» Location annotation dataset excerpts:
━━━━━━━━━━━━━━━━

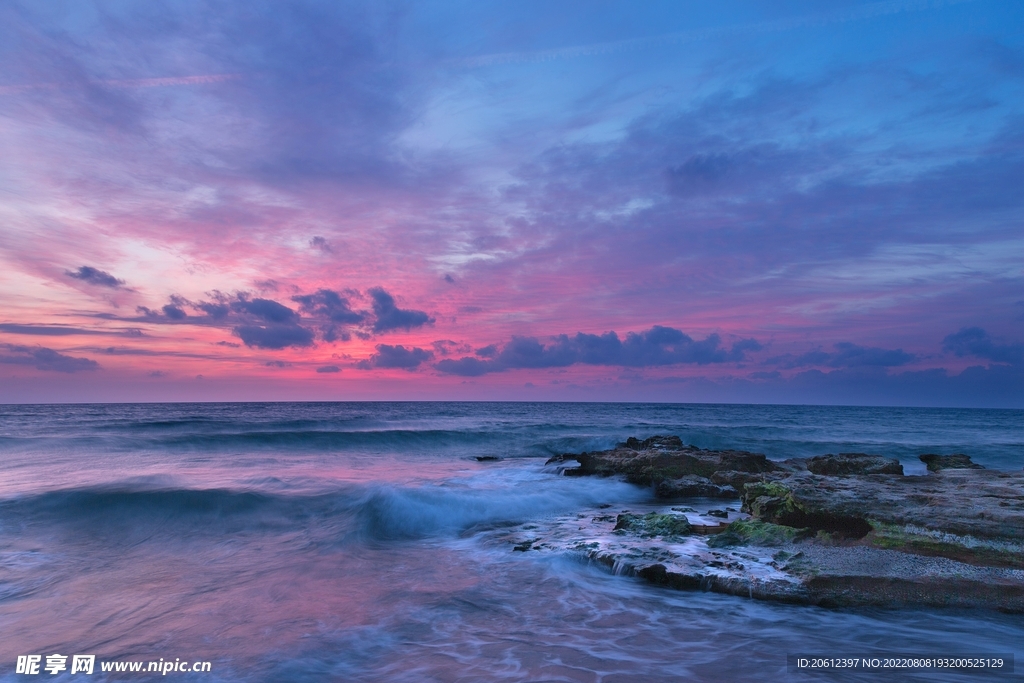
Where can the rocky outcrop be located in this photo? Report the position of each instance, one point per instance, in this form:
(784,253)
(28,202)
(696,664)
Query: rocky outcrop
(692,485)
(666,463)
(853,463)
(957,461)
(651,524)
(836,529)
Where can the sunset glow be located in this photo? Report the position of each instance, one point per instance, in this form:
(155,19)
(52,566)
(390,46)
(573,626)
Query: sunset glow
(786,203)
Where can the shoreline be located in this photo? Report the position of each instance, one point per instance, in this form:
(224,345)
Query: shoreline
(832,530)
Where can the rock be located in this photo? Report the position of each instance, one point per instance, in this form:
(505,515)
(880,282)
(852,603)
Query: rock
(980,504)
(653,524)
(692,485)
(957,461)
(853,463)
(654,443)
(737,479)
(754,532)
(665,459)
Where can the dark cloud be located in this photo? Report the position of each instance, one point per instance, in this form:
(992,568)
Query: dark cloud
(273,336)
(95,276)
(174,312)
(396,356)
(977,342)
(389,316)
(46,359)
(846,354)
(448,347)
(488,351)
(269,325)
(265,309)
(329,304)
(657,346)
(216,310)
(60,331)
(321,244)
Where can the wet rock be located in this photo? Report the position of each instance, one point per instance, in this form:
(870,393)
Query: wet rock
(659,459)
(754,532)
(853,463)
(692,485)
(957,461)
(653,524)
(654,443)
(981,504)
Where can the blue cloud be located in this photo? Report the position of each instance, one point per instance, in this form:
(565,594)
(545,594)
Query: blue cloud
(396,356)
(977,342)
(657,346)
(389,316)
(95,276)
(46,359)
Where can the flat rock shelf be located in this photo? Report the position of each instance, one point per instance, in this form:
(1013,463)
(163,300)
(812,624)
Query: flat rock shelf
(834,530)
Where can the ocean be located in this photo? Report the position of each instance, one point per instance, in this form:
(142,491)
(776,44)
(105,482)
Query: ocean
(368,542)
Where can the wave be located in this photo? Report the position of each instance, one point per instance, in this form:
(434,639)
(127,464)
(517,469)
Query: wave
(355,512)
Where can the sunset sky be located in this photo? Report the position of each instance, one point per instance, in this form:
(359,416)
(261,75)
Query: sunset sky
(747,202)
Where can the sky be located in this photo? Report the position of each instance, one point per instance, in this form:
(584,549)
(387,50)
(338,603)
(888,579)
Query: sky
(738,202)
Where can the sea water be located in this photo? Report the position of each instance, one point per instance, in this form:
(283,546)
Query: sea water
(356,542)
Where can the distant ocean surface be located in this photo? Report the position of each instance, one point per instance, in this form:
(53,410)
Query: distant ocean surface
(353,542)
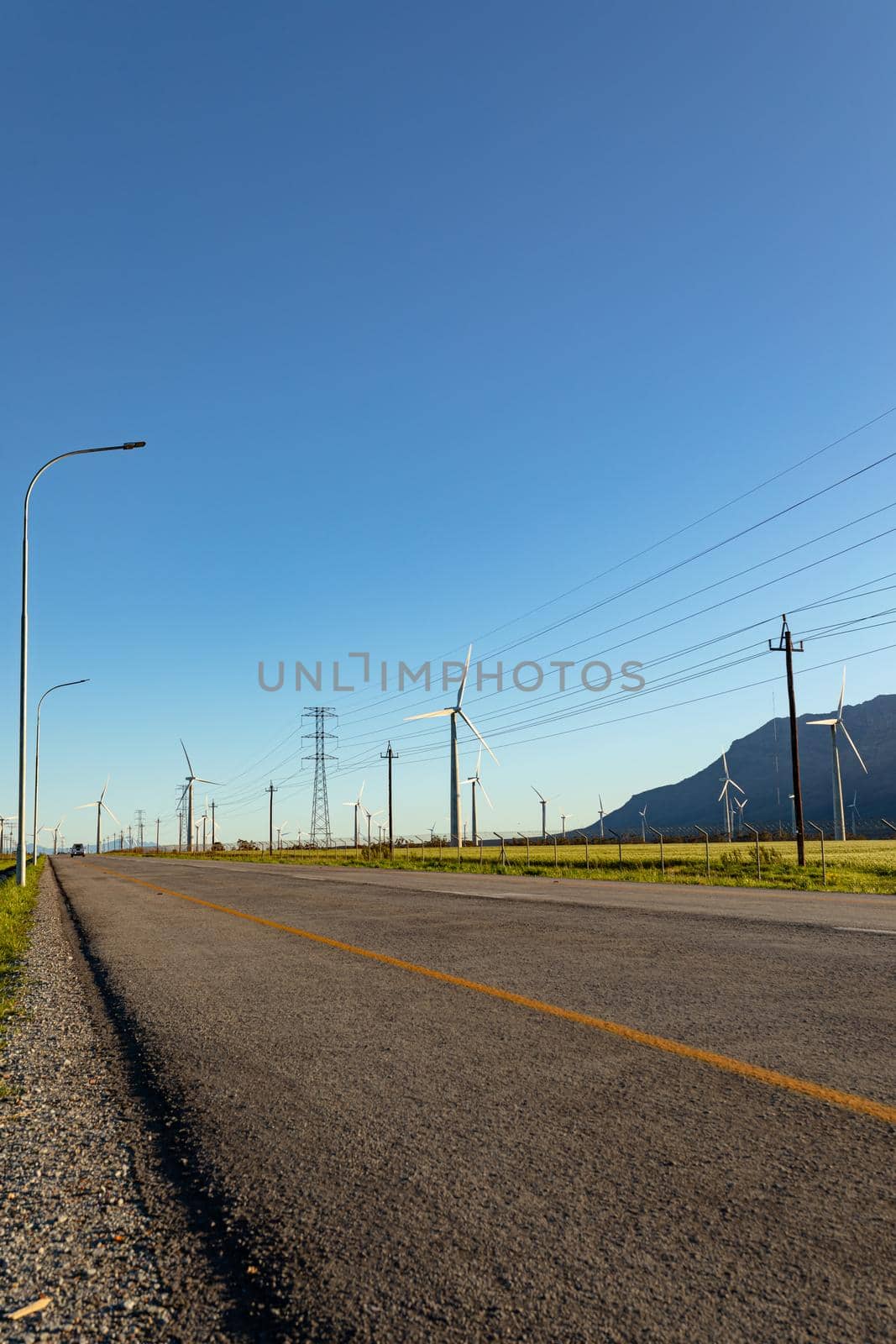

━━━━━━━━━━━━━━━━

» INSTRUCTIONS FOR THE TASK: Count the lines of the records that contain the string "surface", treating uppercase and lowercase as different. Reply with the number alone.

» SOLUTION: 2